— Set of tasks —
a) According to the investment letter, what factor does the firm look into when deciding whether to drop a manager from its Fund-of-Funds?
b) Pick up the investment letter on market risks and confirmation bias at the point where it stops, and keep writing.

That said, it is hard (if not impossible) to predict how long this US stock rally will continue. QE2 is set to end this summer, but if unemployment continues to persist, might we see QE3? Conversely, if QE2 is allowed to expire, how does the Fed begin mopping up all this excess liquidity without causing a dislocation in the bond markets and precipitating a spike in the US Dollar? Finally, how much of our exported inflation (prices in cotton, corn, wheat, oats and soybeans) can the developing world tolerate before social unrest becomes even more widespread? While I don’t pretend to know the answers to these questions, we keep our portfolio positioned to shield our assets against these uncertainties while looking to gather gains in a prudent way.

I’ve spent a good deal of time during the month of January insuring that, as a firm, we are not falling victim to “confirmation bias” – that is, the tendency to favor information that confirms your preconceptions or hypotheses regardless of whether the information is true. Confirmation bias is more difficult than ever to avoid, given that, if you have any idea you can likely find information to support it on the Internet. Confirmation bias is one of the primary factors we investigate when deciding to terminate a manager from our Fund-of-Funds. To quote Wikipedia, “Confirmation biases contribute to overconfidence in personal beliefs and can maintain or strengthen beliefs in the face of contrary evidence. Hence they can lead to disastrous decisions, especially in organizational, military, political and social contexts.”

Our investment hypotheses have been presented openly in numerous past letters and monthly calls, but they basically boil down to this kernel: The various macro risks confronting the stock market, while having only modest probability of occurring, are embedded with such high magnitude negative outcomes that the risks outweigh the potential rewards.

— Stored data —
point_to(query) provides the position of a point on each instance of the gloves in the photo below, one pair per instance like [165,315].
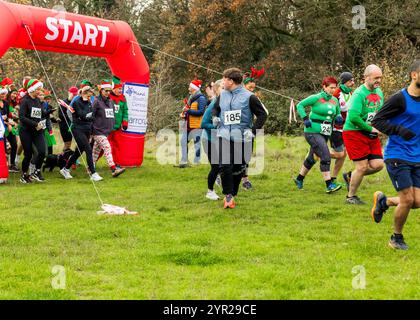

— Responses —
a) Confirmation bias.

b)
If this were a ballgame that began at the March 2009 stock market lows, the score would emphatically indicate that our hypotheses were wrong. That said, I can easily provide mountains of evidence from reputable sources reinforcing why our hypotheses are correct and why the market is behaving temporarily irrational. But, that would be the very definition of confirmation bias! I believe my time would be better used trying to gather data regarding the source and timing of the market’s divergence from where we believe it should be.

I began by investigating the “where” and the “how much” relating to the cash flows that are driving the markets upward at nearly a 45 degree angle. Looking at the Investment Company Institute’s data of weekly net flows into or out of US stock funds, we found that over a 36 week period ending in January, 35 of those months’ showed net outflows amounting to nearly $110 billion. Recently, this trend has changed, with net inflows of $6.7 billion. So, all-told, $100 billion or so has left the stock mutual fund complex. Just since August, retail investors have taken out $38 billion more than they have added. So I think it’s safe to say that the retail investor has not been the driver of market gains. (As an aside, the recent re-entry of the retail investor could be viewed as an indicator that this rally may be getting “long in the tooth.”)

At the same time, the Federal Reserve has “created” nearly $400 billion of new base money within the financial institutions of this country. It stands to reason that these institutions are (much to the Fed’s pleasure) fueling the upward bias. To quote Chris Martenson, “the stock market has become a liquidity gauge first and a discounting machine second.” The liquidity explanation for the market’s performance helps to clarify our recent relative underperformance, but it does not provide much evidence of “staying power”.

Another impact from all this “new money” is a major decline in the US Dollar. Since its peak in June, the US Dollar Index has declined 12.8%. Partially as a result of this decline, and partially due to demand changes, agricultural commodities have soared. In the past 12 months, cotton is up over 150%, corn +85%, oats +73%, and soybeans +57%. Gold was up a mere 21%. The global social impact of these price hikes is beyond the scope of this writing, except to say it may be exacerbating the unrest bubbling in the Middle East and elsewhere. What is relevant is the impact on the share values of commodity-based stocks. Here are a few examples of performance over the past twelve months: Gold Miners ETF (GDX) + 31%, Agribusiness ETF (MOO) +42%, Base Metal Company ETF (XME) +55%. Even the financial sector is posting record profits on the back of free-money spreads. These profits are reflected, for example, in the 23% 12-month gain in the Financial Sector ETF (XLF).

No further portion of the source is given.